Everything in the listing below needs to be returned word for word.

──────────

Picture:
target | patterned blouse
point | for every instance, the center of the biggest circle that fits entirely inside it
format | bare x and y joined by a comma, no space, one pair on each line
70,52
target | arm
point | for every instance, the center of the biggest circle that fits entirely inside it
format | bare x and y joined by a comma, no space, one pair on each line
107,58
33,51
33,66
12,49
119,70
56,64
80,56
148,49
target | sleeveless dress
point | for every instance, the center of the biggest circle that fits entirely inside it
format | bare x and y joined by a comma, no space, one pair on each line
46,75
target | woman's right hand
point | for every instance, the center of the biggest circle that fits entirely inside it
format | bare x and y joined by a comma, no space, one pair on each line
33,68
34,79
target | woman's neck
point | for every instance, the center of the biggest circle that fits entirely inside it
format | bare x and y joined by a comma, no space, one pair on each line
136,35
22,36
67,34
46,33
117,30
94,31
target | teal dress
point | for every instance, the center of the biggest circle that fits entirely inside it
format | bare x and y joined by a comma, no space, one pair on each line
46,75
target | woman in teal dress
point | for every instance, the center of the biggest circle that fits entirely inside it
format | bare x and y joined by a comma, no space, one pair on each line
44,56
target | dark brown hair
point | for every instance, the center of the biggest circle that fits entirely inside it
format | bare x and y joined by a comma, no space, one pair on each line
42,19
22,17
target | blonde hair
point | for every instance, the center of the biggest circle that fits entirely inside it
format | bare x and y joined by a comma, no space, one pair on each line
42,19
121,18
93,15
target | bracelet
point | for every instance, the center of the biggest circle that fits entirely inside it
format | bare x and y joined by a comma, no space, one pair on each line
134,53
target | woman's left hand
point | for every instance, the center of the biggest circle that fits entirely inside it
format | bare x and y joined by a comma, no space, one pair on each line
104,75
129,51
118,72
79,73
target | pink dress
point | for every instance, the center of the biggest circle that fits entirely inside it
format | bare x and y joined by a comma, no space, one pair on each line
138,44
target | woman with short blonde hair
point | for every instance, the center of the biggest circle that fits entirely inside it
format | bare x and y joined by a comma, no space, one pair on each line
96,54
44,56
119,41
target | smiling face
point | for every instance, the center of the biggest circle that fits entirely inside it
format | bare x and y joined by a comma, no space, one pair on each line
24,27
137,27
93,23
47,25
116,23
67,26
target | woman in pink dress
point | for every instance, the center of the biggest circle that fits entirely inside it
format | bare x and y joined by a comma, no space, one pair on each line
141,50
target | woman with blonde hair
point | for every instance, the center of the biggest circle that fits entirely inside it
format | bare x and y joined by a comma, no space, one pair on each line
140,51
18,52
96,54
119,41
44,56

──────────

■ Written reply
Picture:
target | patterned blouse
point | for every instance, the center of the biggest circle that fits entirely inside it
format | bare x and y joined by a comma, no space, one pair on each line
70,52
target | arm
point | for every instance, the center of the biggest circle that fits entirely inside it
format | bare x and y joined by a comma, no space, one pair on each line
107,58
33,51
33,66
12,49
119,70
56,64
80,56
148,49
target | sleeveless dress
point | for every instance, the center of the biggest circle that fits entirely inside it
format | bare x and y joined by a comma, no space, one pair on each line
46,75
target | woman's right hand
point | for every instance, the center of the biggest circle that fits entirely inside it
format | bare x and y joined by a comma, no space, one pair on each line
33,68
34,79
target | woman's neck
point | for every instance, the center of the biggest circle that fits entirely inside it
format | bare x and y joined by a comma, no space, one pair on each line
136,35
22,36
67,34
46,33
117,30
94,31
target | teal dress
point | for every instance, the center of the biggest circle that fits entirely inside it
format | bare x and y joined by a comma, no space, one pair on each line
46,75
target | woman in teal dress
point | for every instance, the center of the biggest circle that fits entirely inside it
format | bare x and y joined by a comma, no space, one pair on each line
44,56
target | dark brown hair
point | for every instance, the center of the biggest circle that fits entirely inside it
format | bare x and y joined by a comma, no space, one pair on each line
42,19
22,17
target | blonde hair
point | for every instance, the center of the biggest circle that fits entirely inside it
format | bare x and y joined by a comma, no space, one pair on each line
42,19
121,18
93,15
target | bracelet
point | for every instance, the center of the biggest circle that fits entirely inside it
format | bare x and y joined by a comma, no space, one pair on each line
134,53
target | woman's left hand
point | for every instance, the center of the biggest circle that fits entirely inside it
format | bare x and y joined by a comma, no space, one pair on each line
104,75
129,51
118,72
79,73
target | pink dress
point | for every instance, the center of the biggest circle that fits entirely inside it
format | bare x and y joined by a comma, no space, one pair on each line
138,44
target | woman with short blonde hair
point | for every instance, the center of the biggest circle that fits entirely inside it
format | bare x and y joined by a comma, no space, one pair on each line
96,54
44,56
119,41
target | smiling face
point | for every instance, the center of the biggest circle that fits entirely inside it
format | bare x and y joined by a comma, no space, one pair on each line
24,27
137,27
93,23
47,25
116,23
67,26
target | woman in pink dress
point | for every instance, the center of the biggest circle that fits entirely inside it
format | bare x and y joined by a comma, no space, one pair on each line
141,50
target | woman with blonde hair
point | for every instance, the center of the biggest circle that fits entirely inside it
format | bare x and y joined by a comma, no space, one pair on each line
140,51
18,52
96,54
119,41
44,56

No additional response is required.